▶ [What is asked]: Print every one of the records below word for word, with no changes.

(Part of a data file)

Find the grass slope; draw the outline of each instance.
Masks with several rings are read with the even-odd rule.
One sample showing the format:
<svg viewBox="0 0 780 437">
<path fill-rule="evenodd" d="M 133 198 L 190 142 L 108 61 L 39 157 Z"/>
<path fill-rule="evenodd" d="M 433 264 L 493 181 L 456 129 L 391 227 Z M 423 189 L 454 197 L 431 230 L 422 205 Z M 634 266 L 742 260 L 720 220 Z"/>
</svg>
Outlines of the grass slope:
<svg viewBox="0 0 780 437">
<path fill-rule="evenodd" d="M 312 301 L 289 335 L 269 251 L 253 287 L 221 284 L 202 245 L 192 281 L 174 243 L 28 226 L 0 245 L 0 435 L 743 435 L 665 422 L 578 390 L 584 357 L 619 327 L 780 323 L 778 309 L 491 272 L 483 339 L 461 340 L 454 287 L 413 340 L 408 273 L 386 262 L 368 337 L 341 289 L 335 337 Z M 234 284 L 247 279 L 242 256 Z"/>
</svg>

▶ [Exercise solution]:
Find the grass slope; draw the outline of each instance.
Masks with several rings are read with the even-odd rule.
One sample showing the format:
<svg viewBox="0 0 780 437">
<path fill-rule="evenodd" d="M 133 198 L 190 142 L 108 61 L 39 157 Z"/>
<path fill-rule="evenodd" d="M 433 264 L 493 181 L 456 129 L 391 227 Z M 423 189 L 454 197 L 431 230 L 422 205 Z M 634 266 L 742 260 L 720 220 Z"/>
</svg>
Outlines of the grass slope:
<svg viewBox="0 0 780 437">
<path fill-rule="evenodd" d="M 312 301 L 289 335 L 269 251 L 253 287 L 221 284 L 202 245 L 192 281 L 174 243 L 28 226 L 0 245 L 0 435 L 743 435 L 665 422 L 578 390 L 584 357 L 619 327 L 780 323 L 778 309 L 491 272 L 483 339 L 461 340 L 454 287 L 413 340 L 408 273 L 386 262 L 368 337 L 341 289 L 335 337 Z M 234 284 L 247 279 L 242 256 Z"/>
</svg>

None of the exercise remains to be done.